— HOW TO COMPLETE THIS TASK —
Copy out word for word the part of the material that begins with the line containing "You will produce" and ends with the line containing "positive clicks: (136, 160)", including both of those lines.

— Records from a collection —
◆ ◆ ◆ ◆
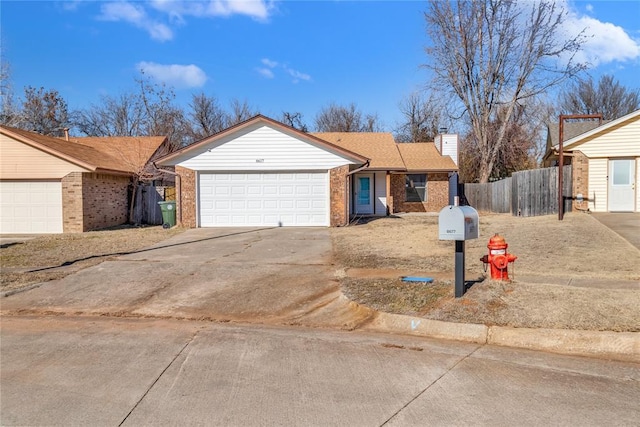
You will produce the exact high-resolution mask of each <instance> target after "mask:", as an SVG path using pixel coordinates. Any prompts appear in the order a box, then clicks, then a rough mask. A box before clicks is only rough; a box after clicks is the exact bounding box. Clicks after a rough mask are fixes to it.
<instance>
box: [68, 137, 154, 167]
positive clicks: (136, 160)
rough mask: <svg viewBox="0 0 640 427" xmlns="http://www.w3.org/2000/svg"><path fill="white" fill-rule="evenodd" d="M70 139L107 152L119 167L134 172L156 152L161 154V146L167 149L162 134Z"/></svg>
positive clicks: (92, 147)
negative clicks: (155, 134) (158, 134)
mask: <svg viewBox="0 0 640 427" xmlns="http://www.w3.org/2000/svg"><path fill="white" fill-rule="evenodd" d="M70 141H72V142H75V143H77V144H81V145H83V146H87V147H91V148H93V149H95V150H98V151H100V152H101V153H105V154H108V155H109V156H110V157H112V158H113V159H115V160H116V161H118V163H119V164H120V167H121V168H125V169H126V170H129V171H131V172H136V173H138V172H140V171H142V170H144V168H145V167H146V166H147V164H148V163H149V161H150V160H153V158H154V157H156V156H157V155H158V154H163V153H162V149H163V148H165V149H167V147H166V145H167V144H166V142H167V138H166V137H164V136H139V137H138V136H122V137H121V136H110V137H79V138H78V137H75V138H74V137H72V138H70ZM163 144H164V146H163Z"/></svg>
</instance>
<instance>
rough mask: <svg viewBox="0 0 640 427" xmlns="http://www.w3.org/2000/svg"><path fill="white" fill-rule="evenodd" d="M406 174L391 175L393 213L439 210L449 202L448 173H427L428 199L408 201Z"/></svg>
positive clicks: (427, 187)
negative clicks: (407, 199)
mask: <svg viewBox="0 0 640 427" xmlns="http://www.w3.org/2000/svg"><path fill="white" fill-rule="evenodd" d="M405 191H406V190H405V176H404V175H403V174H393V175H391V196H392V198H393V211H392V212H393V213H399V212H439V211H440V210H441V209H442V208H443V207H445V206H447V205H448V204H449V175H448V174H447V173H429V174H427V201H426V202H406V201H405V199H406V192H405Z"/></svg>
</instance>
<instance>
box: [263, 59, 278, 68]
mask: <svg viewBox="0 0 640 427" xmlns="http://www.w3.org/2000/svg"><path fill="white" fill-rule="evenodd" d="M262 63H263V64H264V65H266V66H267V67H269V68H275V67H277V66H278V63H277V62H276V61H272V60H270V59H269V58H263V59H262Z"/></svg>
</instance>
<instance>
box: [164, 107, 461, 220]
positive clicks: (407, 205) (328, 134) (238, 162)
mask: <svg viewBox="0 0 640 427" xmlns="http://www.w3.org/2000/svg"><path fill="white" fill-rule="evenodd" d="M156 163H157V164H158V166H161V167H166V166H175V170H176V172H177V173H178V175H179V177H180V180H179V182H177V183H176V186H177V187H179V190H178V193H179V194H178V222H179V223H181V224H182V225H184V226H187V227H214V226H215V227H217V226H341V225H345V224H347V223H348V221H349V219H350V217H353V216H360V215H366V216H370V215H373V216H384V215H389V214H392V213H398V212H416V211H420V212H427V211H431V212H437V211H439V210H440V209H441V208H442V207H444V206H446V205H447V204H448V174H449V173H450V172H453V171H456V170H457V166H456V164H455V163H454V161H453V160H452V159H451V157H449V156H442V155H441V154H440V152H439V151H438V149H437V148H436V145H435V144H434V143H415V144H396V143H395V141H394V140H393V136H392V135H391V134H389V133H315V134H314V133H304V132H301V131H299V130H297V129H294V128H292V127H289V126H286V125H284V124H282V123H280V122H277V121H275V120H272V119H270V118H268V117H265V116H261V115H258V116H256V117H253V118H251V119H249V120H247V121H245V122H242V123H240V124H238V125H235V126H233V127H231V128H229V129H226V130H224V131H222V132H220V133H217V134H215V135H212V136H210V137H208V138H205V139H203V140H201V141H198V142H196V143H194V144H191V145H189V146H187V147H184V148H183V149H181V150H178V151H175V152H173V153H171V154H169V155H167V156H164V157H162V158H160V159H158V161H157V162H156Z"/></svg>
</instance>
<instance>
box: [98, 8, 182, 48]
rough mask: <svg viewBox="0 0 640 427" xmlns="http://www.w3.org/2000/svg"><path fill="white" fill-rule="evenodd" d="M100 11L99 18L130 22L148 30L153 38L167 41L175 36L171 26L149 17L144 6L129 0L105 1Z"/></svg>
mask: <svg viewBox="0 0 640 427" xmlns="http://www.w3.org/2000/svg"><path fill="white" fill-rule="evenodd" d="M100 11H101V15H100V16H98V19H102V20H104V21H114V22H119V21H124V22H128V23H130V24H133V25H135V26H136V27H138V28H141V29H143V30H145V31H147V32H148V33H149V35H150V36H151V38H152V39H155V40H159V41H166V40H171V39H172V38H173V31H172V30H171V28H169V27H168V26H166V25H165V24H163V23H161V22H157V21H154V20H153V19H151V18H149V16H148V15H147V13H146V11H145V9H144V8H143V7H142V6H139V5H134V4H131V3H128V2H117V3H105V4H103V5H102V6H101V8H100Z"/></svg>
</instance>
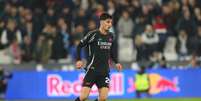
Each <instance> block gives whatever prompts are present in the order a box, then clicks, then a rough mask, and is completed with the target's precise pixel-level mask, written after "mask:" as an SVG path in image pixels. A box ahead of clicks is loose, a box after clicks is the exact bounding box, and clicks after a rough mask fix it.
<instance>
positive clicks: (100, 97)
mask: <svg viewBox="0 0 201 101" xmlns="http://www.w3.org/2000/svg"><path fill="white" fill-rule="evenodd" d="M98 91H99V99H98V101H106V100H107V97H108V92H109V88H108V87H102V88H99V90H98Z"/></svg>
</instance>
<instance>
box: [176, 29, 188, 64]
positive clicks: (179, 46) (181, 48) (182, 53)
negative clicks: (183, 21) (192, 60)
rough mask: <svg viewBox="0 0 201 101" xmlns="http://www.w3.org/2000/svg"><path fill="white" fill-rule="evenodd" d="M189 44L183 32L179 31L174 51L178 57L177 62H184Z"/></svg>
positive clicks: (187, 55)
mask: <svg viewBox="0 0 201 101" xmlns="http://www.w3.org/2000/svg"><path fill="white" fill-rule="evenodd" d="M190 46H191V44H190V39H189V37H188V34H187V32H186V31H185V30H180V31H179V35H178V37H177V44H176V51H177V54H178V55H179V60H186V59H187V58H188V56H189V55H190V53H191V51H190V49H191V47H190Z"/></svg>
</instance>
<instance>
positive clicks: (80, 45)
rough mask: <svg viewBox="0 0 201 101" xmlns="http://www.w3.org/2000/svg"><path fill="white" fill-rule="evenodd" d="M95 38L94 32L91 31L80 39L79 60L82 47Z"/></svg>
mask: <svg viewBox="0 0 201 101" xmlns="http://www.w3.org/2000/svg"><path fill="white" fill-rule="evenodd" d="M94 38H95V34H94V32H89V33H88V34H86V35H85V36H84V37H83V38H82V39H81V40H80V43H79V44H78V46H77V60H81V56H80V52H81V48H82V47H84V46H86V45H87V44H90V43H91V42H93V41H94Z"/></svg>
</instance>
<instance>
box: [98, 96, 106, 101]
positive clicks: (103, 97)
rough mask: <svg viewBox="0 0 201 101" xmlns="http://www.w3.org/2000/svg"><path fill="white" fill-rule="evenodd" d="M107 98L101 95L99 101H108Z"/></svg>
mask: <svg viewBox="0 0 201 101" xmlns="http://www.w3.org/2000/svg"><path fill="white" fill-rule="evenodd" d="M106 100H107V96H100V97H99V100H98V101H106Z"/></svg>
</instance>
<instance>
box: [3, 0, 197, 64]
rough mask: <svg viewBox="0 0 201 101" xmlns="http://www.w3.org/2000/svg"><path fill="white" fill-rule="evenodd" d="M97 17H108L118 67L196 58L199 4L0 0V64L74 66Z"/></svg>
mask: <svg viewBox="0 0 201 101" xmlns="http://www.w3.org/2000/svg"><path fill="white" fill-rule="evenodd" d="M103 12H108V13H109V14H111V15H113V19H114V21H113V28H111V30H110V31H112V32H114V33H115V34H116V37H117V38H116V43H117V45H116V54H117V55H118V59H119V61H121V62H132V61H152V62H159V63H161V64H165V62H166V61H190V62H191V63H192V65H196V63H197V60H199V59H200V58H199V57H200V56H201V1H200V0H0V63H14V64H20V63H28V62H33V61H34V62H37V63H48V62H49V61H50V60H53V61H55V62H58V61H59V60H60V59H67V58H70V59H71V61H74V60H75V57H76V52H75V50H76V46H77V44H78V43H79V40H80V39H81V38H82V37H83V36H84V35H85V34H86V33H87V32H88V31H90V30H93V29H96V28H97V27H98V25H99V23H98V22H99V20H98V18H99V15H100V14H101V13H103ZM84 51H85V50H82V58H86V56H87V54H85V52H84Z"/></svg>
◆ ◆ ◆ ◆
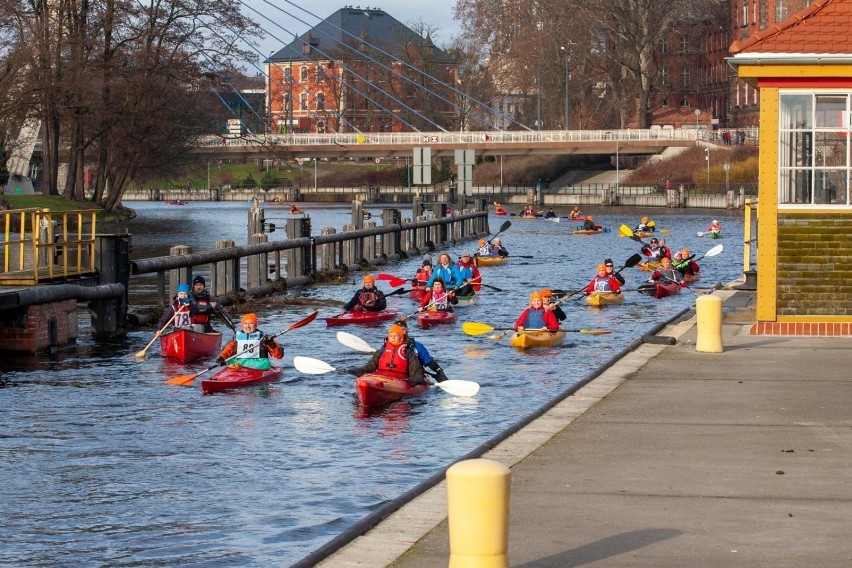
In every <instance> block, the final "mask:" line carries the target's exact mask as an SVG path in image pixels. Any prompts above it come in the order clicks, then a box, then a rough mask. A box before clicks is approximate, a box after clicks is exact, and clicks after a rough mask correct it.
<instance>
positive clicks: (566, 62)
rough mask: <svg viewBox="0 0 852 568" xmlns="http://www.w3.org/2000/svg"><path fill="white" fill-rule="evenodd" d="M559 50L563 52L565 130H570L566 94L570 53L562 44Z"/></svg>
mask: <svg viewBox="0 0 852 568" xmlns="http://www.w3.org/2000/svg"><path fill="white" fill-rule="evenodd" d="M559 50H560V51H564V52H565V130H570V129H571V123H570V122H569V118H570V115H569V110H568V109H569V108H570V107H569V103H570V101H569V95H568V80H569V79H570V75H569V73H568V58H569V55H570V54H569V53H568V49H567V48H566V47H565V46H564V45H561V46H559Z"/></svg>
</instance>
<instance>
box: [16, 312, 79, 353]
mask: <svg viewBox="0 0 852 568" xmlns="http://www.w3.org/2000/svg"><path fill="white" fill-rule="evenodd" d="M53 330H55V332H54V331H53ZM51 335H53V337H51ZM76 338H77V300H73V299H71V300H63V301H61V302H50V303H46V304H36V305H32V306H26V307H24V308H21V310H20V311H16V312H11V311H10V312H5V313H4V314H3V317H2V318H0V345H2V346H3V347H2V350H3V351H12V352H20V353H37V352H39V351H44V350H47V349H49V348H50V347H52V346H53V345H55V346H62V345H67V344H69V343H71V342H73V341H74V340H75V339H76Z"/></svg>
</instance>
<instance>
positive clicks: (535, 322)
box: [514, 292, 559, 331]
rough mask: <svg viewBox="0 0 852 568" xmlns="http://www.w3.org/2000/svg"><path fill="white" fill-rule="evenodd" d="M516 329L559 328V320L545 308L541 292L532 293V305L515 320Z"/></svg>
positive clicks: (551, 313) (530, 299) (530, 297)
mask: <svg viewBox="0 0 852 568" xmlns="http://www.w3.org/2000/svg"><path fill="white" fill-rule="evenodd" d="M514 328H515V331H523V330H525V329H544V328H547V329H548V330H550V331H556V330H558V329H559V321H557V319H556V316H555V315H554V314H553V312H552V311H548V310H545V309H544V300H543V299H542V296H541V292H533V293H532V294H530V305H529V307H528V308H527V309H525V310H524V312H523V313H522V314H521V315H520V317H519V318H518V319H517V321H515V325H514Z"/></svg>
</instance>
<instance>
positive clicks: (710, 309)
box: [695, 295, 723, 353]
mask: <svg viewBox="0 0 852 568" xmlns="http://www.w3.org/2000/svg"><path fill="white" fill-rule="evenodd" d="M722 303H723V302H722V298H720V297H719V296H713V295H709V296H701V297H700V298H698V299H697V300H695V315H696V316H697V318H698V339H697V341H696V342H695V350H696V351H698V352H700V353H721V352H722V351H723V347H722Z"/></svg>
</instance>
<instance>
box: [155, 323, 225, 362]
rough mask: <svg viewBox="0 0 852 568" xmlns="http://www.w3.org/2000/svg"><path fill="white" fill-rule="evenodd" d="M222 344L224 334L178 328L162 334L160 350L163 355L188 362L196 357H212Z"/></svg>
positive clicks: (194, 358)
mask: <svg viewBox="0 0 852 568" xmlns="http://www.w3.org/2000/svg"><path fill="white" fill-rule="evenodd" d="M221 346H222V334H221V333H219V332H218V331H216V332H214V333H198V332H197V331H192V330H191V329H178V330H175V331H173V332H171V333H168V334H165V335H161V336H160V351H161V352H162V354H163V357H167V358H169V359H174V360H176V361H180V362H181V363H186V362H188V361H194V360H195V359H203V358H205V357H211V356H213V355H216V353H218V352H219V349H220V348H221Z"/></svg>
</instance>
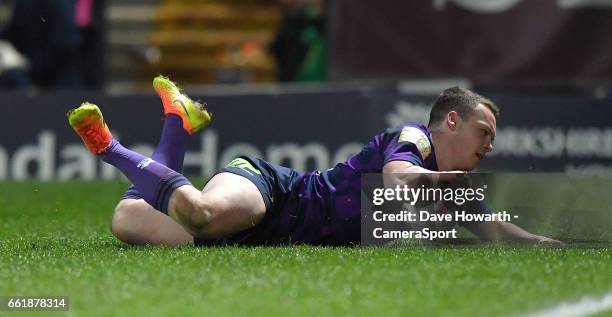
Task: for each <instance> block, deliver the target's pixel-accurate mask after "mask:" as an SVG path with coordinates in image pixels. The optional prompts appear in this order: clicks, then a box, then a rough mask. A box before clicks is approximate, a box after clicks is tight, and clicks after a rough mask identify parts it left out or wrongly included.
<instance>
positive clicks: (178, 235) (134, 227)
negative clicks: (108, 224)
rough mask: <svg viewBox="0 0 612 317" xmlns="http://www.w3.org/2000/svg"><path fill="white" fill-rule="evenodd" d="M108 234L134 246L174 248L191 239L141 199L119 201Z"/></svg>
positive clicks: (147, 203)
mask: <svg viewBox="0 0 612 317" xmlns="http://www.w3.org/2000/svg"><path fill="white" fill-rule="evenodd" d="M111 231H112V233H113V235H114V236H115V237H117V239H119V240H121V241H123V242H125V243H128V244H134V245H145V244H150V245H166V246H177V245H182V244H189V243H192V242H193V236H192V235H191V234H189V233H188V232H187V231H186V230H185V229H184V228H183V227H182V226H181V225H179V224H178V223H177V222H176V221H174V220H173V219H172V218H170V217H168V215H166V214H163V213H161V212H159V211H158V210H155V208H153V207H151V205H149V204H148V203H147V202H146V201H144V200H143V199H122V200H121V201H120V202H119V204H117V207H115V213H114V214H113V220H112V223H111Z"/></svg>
◆ ◆ ◆ ◆
— EXERCISE ANSWER —
You will produce the exact high-resolution mask of each <instance> target after "mask:", as an SVG path using pixel coordinates. Any prompts appear in the order a box, then clicks, then a rough mask. A box before clicks is only rough; a box after clicks is the exact bounding box. Clicks after a rough mask are fixes to it.
<instance>
box: [68, 137, 154, 167]
positive clicks: (136, 160)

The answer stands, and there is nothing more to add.